>> Start
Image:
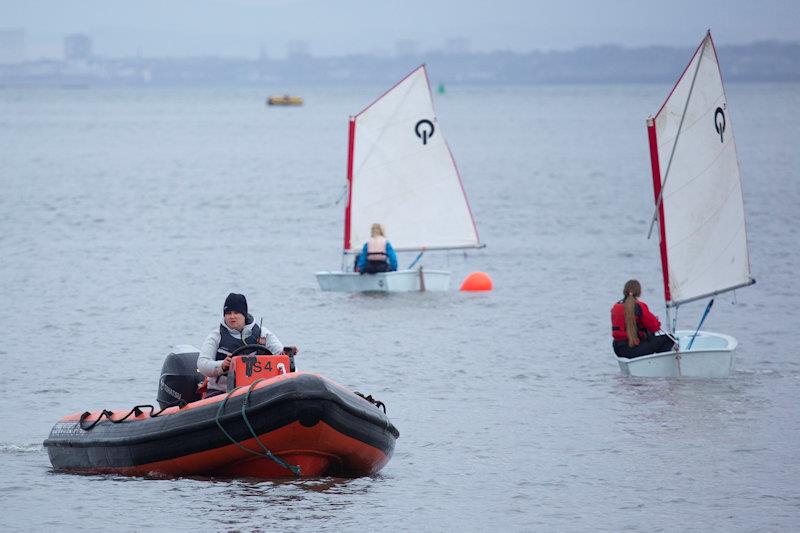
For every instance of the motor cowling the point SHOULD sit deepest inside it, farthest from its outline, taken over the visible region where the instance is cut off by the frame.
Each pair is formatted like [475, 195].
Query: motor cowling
[179, 377]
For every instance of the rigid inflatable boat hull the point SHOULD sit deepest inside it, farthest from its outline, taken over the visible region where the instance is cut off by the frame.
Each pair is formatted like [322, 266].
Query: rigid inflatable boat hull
[305, 419]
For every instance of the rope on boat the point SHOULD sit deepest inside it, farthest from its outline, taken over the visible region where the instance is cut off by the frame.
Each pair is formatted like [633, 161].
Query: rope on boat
[373, 401]
[136, 411]
[268, 454]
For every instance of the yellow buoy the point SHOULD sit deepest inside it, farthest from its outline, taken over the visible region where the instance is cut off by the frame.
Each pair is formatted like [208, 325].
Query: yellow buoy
[477, 281]
[285, 100]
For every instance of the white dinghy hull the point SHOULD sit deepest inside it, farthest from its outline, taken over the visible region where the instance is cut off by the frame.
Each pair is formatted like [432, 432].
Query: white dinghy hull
[711, 356]
[399, 281]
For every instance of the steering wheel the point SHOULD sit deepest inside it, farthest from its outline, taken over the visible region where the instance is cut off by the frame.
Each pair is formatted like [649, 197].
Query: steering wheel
[248, 347]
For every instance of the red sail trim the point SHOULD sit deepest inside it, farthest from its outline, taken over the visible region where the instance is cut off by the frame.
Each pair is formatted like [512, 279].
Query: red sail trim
[350, 147]
[655, 167]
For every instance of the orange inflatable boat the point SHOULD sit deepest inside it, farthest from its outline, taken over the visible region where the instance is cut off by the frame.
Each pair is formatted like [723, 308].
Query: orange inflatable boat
[276, 423]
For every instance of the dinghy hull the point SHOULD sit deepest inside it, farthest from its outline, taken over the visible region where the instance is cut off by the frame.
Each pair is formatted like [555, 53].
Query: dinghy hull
[304, 419]
[711, 356]
[399, 281]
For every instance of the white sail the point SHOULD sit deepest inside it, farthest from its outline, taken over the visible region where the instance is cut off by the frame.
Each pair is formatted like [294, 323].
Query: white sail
[696, 178]
[402, 175]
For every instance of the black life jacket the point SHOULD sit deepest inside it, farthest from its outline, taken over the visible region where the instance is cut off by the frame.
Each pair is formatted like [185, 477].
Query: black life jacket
[228, 343]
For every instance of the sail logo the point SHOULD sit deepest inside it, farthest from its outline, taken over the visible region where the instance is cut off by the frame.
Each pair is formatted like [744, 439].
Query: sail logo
[424, 130]
[719, 123]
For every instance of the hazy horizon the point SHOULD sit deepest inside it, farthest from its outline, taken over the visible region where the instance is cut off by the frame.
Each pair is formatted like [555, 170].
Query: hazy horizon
[247, 28]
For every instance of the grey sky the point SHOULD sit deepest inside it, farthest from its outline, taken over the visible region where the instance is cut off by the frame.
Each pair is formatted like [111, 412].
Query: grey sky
[330, 27]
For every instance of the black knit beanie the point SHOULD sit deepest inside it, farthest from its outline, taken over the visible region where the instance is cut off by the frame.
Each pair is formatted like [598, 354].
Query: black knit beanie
[235, 302]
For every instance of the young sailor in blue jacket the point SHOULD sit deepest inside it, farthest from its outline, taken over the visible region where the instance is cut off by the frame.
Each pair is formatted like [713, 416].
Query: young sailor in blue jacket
[377, 255]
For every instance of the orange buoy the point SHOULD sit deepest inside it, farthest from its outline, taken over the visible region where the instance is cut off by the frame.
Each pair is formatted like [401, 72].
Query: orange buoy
[477, 281]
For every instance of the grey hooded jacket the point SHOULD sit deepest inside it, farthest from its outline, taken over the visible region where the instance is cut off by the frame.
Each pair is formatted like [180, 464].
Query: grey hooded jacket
[207, 362]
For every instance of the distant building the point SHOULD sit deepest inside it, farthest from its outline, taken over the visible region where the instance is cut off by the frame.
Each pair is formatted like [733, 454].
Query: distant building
[12, 45]
[457, 46]
[77, 47]
[406, 47]
[296, 49]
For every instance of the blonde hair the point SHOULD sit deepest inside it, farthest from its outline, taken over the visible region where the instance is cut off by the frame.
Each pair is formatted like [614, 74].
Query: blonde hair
[376, 230]
[631, 292]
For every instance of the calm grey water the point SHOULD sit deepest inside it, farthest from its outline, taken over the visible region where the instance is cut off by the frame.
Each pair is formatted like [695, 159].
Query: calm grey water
[126, 216]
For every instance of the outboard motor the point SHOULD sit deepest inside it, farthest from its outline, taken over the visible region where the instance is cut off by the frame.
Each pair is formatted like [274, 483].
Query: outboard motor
[179, 377]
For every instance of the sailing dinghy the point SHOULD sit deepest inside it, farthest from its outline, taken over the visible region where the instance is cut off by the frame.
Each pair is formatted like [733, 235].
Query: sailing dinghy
[401, 174]
[700, 214]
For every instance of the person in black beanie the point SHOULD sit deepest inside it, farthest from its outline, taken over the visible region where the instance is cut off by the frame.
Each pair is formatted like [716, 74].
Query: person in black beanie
[237, 329]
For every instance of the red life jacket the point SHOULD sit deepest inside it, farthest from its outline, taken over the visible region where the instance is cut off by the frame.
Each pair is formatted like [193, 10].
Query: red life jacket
[618, 331]
[376, 249]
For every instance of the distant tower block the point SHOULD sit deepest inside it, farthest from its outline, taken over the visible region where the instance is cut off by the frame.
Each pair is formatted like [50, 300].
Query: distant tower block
[77, 47]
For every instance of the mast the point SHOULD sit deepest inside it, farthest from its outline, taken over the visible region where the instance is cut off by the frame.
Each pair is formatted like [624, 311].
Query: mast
[662, 238]
[350, 144]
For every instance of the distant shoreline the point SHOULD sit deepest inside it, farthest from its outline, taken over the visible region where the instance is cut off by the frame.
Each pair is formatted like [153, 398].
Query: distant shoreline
[756, 62]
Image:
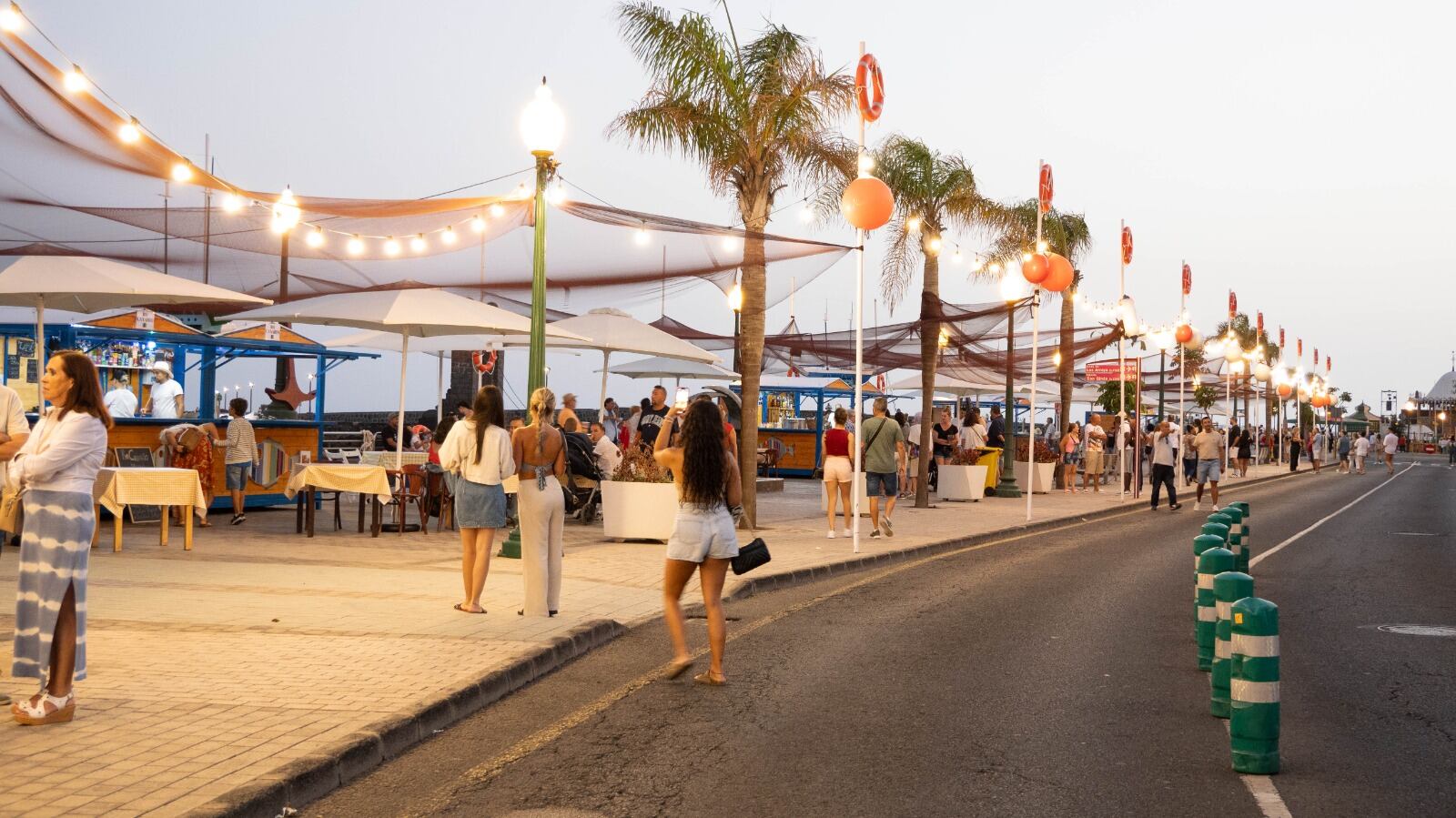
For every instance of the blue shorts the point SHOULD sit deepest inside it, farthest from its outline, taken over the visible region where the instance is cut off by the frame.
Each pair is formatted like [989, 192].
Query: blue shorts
>> End
• **WORK INSTRUCTIONS**
Write out, word for word, the line containing "For every instance of the distant tower" and each line after it to the end of the data, and nothing more. Drop the pictures.

• **EXERCISE ANSWER**
For every instance of the distant tower block the point SHOULD sit deepest inside it, farthest from its outline, taken over the visible region where the instance is cut off by the frame.
Each pair is formatted like [50, 300].
Query: distant tower block
[77, 47]
For every instance of the mast the point SHOULD sit deepest inside it, farthest from its outline, taken over the visible region where the instance is cut off by the frame.
Each pair is formatted like [624, 311].
Query: mast
[662, 238]
[350, 144]
For every instance of the distant shoreline the point SHOULD sit deepest inside it, farthest from its outline, taken over the visible region where the instance is cut off by the frame.
Each pair is formatted like [153, 398].
Query: distant shoreline
[756, 62]
Image:
For every instance of the blue shorts the point SHOULD sit deepest inside it, farthest from its outline, taken over the visible region where the instance is cut off by the frame.
Each pair is formatted like [989, 192].
Query: blue shorts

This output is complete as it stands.